Text shown: Begin
The Enforcement Test
If heterosexuality were natural, it wouldn’t need enforcing.
That’s the core of Adrienne Rich‘s 1980 essay Compulsory Heterosexuality and Lesbian Existence, and it’s a more radical move than it sounds. Rich didn’t ask the standard question — why some women are lesbians. She inverted it: given the sheer institutional machinery maintaining heterosexuality, why does anyone assume it’s simply how people are?
She catalogued the machinery. Custody laws that stripped children from lesbian mothers. Psychiatric diagnoses that pathologised deviation — lesbianism remained in the DSM until 1973. Workplace harassment that kept women economically tethered to husbands. Cultural erasure so thorough that most women never encountered the possibility of an alternative. Drawing on anthropologist Kathleen Gough‘s cross-cultural research, Rich identified eight distinct enforcement mechanisms, from controlling women’s labour to confining their physical movement.
The volume of enforcement is itself the evidence. You don’t need laws, economic coercion, medical pathology, and systematic cultural silence to maintain something people would choose freely.
The framework travels beyond sexuality. Anywhere heavy enforcement props up a supposed default — social pressure, legal penalty, cultural erasure working in concert — you’re looking at something less natural than it claims. Rich’s implicit test is simple: stop enforcing it and see what survives.
Text shown: End
Supplied records: Begin
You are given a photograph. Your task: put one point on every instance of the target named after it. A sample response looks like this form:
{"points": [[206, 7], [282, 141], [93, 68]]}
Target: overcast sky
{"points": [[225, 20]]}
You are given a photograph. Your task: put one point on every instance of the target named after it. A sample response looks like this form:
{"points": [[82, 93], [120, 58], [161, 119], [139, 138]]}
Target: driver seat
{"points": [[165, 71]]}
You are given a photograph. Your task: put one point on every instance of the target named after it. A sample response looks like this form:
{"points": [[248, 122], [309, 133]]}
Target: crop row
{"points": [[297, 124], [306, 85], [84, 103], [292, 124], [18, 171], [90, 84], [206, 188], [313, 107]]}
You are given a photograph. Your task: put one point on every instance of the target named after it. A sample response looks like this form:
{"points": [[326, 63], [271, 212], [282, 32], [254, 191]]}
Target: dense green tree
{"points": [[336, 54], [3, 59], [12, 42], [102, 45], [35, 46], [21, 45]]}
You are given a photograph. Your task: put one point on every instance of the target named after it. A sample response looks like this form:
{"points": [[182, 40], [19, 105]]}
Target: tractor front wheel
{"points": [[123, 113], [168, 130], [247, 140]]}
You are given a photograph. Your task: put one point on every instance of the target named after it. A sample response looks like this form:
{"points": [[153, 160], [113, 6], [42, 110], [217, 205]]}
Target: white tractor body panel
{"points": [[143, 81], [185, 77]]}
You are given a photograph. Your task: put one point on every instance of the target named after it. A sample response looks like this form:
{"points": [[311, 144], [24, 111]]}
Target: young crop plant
Supplied records: End
[Set of tasks]
1. Answer the following questions about the passage on Rich's essay.
(a) In what year did Rich publish the essay?
(b) Until what year did lesbianism remain in the DSM?
(c) How many distinct enforcement mechanisms did Rich identify, and whose research did she draw on?
2. Rewrite the passage on Rich's essay from "That’s the core" up to and including "their physical movement.", replacing "machinery" with "apparatus" throughout.
The data above are independent material with no connection to the passage on Rich's essay.

[Your responses]
1.
(a) 1980
(b) 1973
(c) Eight, drawing on the cross-cultural research of anthropologist Kathleen Gough.

2.
That’s the core of Adrienne Rich‘s 1980 essay Compulsory Heterosexuality and Lesbian Existence, and it’s a more radical move than it sounds. Rich didn’t ask the standard question — why some women are lesbians. She inverted it: given the sheer institutional apparatus maintaining heterosexuality, why does anyone assume it’s simply how people are?
She catalogued the apparatus. Custody laws that stripped children from lesbian mothers. Psychiatric diagnoses that pathologised deviation — lesbianism remained in the DSM until 1973. Workplace harassment that kept women economically tethered to husbands. Cultural erasure so thorough that most women never encountered the possibility of an alternative. Drawing on anthropologist Kathleen Gough‘s cross-cultural research, Rich identified eight distinct enforcement mechanisms, from controlling women’s labour to confining their physical movement.